GIVEN RECORDS
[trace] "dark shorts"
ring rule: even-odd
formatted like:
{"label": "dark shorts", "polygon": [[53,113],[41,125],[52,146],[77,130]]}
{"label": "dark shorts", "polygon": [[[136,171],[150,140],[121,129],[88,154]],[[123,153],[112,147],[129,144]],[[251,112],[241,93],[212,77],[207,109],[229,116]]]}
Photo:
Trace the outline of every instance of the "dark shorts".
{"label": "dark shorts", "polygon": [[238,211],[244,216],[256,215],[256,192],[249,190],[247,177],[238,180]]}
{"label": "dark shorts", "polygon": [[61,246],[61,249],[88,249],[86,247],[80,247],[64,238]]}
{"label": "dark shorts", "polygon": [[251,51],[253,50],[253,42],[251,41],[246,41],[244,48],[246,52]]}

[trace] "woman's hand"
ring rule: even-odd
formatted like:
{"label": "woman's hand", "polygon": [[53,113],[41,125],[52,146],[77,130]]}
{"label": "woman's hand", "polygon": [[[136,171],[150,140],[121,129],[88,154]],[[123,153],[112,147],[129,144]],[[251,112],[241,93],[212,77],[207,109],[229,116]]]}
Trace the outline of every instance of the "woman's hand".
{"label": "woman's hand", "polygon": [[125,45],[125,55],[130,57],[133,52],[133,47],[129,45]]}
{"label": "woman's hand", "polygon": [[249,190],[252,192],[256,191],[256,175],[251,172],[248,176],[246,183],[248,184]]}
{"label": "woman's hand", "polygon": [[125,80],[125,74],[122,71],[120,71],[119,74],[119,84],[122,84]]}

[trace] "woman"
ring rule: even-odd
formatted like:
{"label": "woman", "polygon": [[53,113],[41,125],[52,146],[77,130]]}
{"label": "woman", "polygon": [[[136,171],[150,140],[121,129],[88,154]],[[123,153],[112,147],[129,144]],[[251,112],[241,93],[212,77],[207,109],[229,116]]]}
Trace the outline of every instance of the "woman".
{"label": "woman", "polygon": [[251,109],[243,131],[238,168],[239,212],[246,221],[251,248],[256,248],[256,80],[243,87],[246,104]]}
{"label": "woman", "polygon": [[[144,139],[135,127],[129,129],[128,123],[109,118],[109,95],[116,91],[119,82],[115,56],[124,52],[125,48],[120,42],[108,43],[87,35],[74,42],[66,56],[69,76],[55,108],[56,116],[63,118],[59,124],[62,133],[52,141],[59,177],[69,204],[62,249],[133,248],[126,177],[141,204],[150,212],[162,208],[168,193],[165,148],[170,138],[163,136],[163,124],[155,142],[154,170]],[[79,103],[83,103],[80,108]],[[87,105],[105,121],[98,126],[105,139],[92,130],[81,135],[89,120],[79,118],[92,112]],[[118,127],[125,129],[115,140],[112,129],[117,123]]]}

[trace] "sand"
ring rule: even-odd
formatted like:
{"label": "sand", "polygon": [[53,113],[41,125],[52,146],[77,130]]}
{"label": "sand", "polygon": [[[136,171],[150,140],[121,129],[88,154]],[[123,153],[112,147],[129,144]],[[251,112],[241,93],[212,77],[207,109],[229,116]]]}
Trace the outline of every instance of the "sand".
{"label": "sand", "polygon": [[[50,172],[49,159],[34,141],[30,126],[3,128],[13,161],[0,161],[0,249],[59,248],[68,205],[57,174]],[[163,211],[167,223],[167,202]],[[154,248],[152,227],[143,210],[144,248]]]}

DESCRIPTION OF THE TASK
Return every line of the material above that contains the word "instance".

SOLUTION FOR THIS PROBLEM
Trace the outline of every instance of the "dark shorts".
Trace the outline of every instance of the "woman's hand".
Trace the outline of every instance of the "woman".
Trace the outline of every instance of the "sand".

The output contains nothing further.